Records to use:
Start of Block

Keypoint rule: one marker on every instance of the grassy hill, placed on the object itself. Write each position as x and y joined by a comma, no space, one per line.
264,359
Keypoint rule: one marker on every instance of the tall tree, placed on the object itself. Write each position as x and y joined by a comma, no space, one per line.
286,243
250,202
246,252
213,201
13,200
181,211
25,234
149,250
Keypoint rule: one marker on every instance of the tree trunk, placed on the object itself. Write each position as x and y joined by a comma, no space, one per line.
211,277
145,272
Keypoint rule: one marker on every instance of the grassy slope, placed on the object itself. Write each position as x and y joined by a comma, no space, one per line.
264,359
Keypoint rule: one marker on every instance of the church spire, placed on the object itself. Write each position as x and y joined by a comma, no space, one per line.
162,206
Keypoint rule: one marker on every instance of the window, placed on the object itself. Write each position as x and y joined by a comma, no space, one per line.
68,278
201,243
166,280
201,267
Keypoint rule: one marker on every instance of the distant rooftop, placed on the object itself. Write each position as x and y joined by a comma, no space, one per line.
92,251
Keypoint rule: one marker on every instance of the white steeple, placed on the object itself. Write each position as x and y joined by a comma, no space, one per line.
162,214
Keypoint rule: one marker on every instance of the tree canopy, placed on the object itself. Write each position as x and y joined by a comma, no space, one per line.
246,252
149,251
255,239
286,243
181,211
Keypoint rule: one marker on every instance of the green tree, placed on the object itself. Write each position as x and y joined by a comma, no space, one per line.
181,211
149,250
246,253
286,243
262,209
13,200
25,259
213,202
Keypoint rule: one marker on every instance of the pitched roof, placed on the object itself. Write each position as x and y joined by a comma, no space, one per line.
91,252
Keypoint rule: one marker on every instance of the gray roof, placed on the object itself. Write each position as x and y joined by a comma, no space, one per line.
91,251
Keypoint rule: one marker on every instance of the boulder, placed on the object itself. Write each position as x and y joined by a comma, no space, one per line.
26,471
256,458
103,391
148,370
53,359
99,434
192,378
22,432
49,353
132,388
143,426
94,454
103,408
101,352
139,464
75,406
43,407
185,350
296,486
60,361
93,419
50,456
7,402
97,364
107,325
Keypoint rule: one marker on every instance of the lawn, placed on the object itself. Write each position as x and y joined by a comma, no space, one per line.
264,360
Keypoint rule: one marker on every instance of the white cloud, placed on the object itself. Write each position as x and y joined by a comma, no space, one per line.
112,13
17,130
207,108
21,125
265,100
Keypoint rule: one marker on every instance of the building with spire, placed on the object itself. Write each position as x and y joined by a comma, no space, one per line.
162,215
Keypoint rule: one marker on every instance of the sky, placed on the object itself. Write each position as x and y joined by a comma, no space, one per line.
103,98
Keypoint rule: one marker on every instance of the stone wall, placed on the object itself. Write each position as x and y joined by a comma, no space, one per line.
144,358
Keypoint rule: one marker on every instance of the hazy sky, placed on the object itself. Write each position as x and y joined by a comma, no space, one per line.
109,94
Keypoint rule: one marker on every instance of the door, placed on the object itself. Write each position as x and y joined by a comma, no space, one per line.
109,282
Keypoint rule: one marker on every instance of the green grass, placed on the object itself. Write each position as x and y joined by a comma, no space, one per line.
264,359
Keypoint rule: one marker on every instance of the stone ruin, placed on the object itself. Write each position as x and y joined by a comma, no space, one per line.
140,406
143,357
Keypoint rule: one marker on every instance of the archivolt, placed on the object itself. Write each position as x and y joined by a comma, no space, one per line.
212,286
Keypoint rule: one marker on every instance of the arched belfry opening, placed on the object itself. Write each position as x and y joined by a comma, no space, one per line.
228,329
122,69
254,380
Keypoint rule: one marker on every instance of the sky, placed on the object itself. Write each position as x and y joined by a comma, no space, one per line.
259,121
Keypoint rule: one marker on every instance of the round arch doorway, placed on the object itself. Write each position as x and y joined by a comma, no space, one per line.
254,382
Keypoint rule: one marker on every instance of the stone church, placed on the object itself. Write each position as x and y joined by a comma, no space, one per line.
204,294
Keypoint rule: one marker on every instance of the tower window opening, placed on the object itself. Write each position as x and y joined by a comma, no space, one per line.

End of Block

Task requirements: Set down the whole listing again. Keep every word as it is.

Exercise response:
Keypoint rule: one marker on every instance of the grassy hill, placed on the object itself. Write each position as x and y joined by a comma, no space, one per line.
264,359
Keypoint rule: one marker on every instance of the tall tree, placed on the object itself. Write each position as x and y joined by a comma, no space, one per line.
286,243
250,202
246,252
213,201
13,200
181,211
25,234
149,250
Keypoint rule: one marker on every instance of the tree trunk, placed on the object itself. Write each position as x and y joined by a comma, no space, one per line.
211,277
145,272
Keypoint rule: one marker on every instance of the grassy slope, placed on the object itself. Write each position as x and y joined by a comma, no space, one per line.
264,359
Keypoint rule: one marker on every instance of the church spire, placed on the object itself. Write each position as x and y joined by a comma, no space, one per line.
162,206
Keypoint rule: one marker on every instance of the window, placed on the object itself. Write each position as x and y joined by a comma, no space, one per line.
68,278
201,243
166,280
201,267
Keypoint rule: one marker on every instance of the distant rooftop, placed on the object itself. Write each position as x and y joined by a comma, no space, one per line.
92,251
Keypoint rule: one marker on every instance of the white steeple, placed on the object itself. Write each position as x and y joined by a comma, no space, one per line.
162,214
Keypoint rule: one marker on every instance of the tree canopy, placed on the object itself. Write each position as x and y joined by a comma, no space, one per line.
246,252
149,251
255,239
286,243
181,211
Keypoint rule: one marker on every instance of the green tree, placed on the object itself. Write each position as x and y joined by a comma, no space, one per line.
181,211
149,250
246,253
286,243
262,209
13,200
25,259
213,202
Keypoint rule: one marker on every instance of the pitched roof, placed on the object itself. Write each position as x and y joined by a comma, no space, one per line.
91,252
Keypoint rule: one marker on every instance of the gray roof, placed on the object itself. Write each position as x and y joined by a comma, no space, one per line.
91,251
Keypoint rule: one marker on every instance of the boulder, placed on the object itself. Write each position as x and y joined by a comma, no space, one per line.
26,471
256,458
103,391
148,370
53,359
99,434
192,378
22,432
49,353
132,388
143,426
94,454
103,408
101,352
139,464
75,406
43,407
185,350
296,486
60,361
93,419
50,456
7,402
97,364
107,325
Keypoint rule: one marker on every instance of the lawn, placed on the object itself. Write each position as x and y joined by a comma, no space, one per line.
264,360
Keypoint rule: one marker on every instance of the white cloud, placed on the object itself. Write each position as x and y joined by a comma, no space, one per line.
112,13
17,130
207,108
21,125
265,100
Keypoint rule: one marker on every instance of the building with spire, placed on the object itself. Write each position as x and y joined by a comma, no space, one per line.
162,215
Keypoint rule: one marker on every instance of the sky, placed on the object itself. Write each position as x and y joined by a comma, no space, one per line.
103,98
Keypoint rule: one marker on every instance of the stone wall, placed on the object itself. Write each position as x and y joined by a comma, no space, one per line.
144,358
Keypoint rule: one marker on every instance of the hazy sky, placed on the object itself. Write each position as x and y joined by a comma, no space, one per line.
109,94
Keypoint rule: one marker on every instance of the door, placed on the object itself. Write each position as x and y joined by a comma, no space, one per line.
109,282
Keypoint rule: one marker on every instance of the green grass, placed on the object itself. Write each position as x and y joined by a comma, no space, one per line.
264,359
Keypoint rule: one marker on every instance of the stone ruin, placed on the object itself. Write each position as x and y joined by a comma, no space, one per line.
140,406
143,357
Keypoint rule: one marker on every instance of the archivolt, placed on the object itself. Write each position as x and y joined by a comma, no space, one per line.
212,286
Keypoint rule: one marker on every instance of the arched belfry opening, placed on the object itself. Write each position as x and y joined by a comma, no space, one per line.
228,329
122,69
254,380
Keypoint rule: one marker on every instance of the sky, placed on the object itself. Write each position as x and y joined by a comma, no space, one per line.
259,121
Keypoint rule: one marker on every instance of the round arch doorway, placed on the object itself. Write each position as x and y joined by a comma, no space, one per line.
254,382
Keypoint rule: one marker on every instance of the stone church, placed on the object itself. Write each position as x and y joined by a comma, no space, one per line.
204,294
Keypoint rule: one marker on every instance of the tower window opening, placed on the object itself. Write each position as x and y joined by a comma, no space, one per line.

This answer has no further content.